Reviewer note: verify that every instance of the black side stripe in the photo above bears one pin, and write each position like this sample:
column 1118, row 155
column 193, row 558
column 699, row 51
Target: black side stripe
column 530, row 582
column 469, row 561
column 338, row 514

______

Aim of the task :: Update the entries above by swapping every "black side stripe" for "dark side stripe", keeping everything else the same.

Full output ::
Reviewer note: verify that every instance of the dark side stripe in the photo above bears one pin, and write each position like this sample:
column 1118, row 155
column 193, row 558
column 699, row 51
Target: dark side stripe
column 530, row 582
column 469, row 561
column 338, row 514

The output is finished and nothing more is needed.